--- INSTRUCTION ---
Continue the passage about using machine learning to detect unusual exoplanet atmospheres, starting right after its final sentence.

--- EXCERPT PROVIDED ---
'''
Using Earth as a template, the only planet where we know life exists, the most highly-sought biosignatures include nitrogen gas (N2), oxygen gas (O2), carbon dioxide (CO2), methane (CH4), ammonia (NH3), and water (H2O).
This constitutes the “low-hanging fruit approach,” where scientists are looking for life that conforms to terrestrial standards. This is not an accident, nor is it a lazy approach. It’s simply because it is exceedingly difficult to search for signs of life that we are completely unfamiliar with. But this also presents an opportunity to contemplate the possibilities and expand the range of what we know.
“Do we know what to search for?” Matcheva added. “Do we know where to search? Would we recognize it if we saw it? The exoplanet science community always works with these questions in mind.”
For their study, Matcheva and her colleagues investigated how machine learning could be trained to look for “anomalies” in transit spectra. This refers to light curves obtained by observing distant stars for periodic dips in luminosity, which could indicate the presence of a planet passing in front of the star relative to the observer. This is known as Transit Spectroscopy (or the Transit Method), which remains the most effective and widely-used method for detecting exoplanets. In addition to detection, this method allows astronomers to occasionally observe light passing through the planet’s atmosphere.
When measured with a spectrometer, these observations will reveal data on the atmosphere’s chemical composition, which could include telltale biosignatures. In the coming years, the combination of next-generation telescopes and machine learning (ML) will allow astronomers to more accurately determine the potential habitability of exoplanets. “We believe that ML methods in astrophysics can be a game changer in how we process data in terms of speed, volume, and methodology, said Matcheva. “And we see that across all fields of science.”
For their purposes, Matcheva and her team used two popular anomaly-detection machine learning methods—Local Outlier Factor (LOF) and One-Class Support Vector Machine (OCSVM) to analyze a large public database of synthetic spectra.
This database was developed by the ESA ARIEL science team in anticipation of the mission (scheduled to launch in 2029) and contains more than 100,000 computer-generated spectra signals of exoplanets. The team also used Receiver Operating Characteristic (ROC) curves to quantify and compare the performance of the two ML techniques. The process and results, as Matcheva related, were both fascinating:
“The spectra are calculated with current models, assuming that the atmosphere of each planet is a mixture of five different gases in different proportions. As an experiment, we treated one of the absorbers (for example, H2O) as a ‘mystery’ absorber. We trained the ML algorithm on a subset of the data that is deficient in H2O and tested if it will correctly flag planets with water as anomalous.”
'''
--- RECORDED DATA ---
'''
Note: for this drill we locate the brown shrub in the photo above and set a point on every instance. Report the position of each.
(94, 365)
'''
--- TASK RESULT ---
“We repeated the experiment for four of the gases. We used both LOF and OCSVM. Both methods did an outstanding job in finding the anomalous planets when no noise or very little noise (~10 ppm) is present, even for very small amounts of the ‘mystery’ gas. Unsurprisingly, the ML model starts making mistakes when the noise level increases too much.”
As Matcheva indicated, their paper demonstrated that LOF and OCSVM methods are very robust, even in the presence of signal noise. These results offer a taste of what could be possible in the near future, where literally thousands of exoplanets can be analyzed rapidly and systematically using ML methods to identify anomalous planets for follow-up investigations. These examinations will likely be very educational, given that inconsistencies between theoretical models and observations are often how the most exciting discoveries are made.
“Although looking for biosignatures was not a primary goal of this paper, it is a very interesting outcome, and we are very excited about the potential of the method,” said Matcheva.
“Looking for signatures of life in the universe is more like looking for a needle in a haystack rather than for a smoking gun. It is actually even more challenging because we do not know what the needle looks like. The novelty detection methods are designed exactly for that: rare events [where] we do not know what they look, smell, or sound like.”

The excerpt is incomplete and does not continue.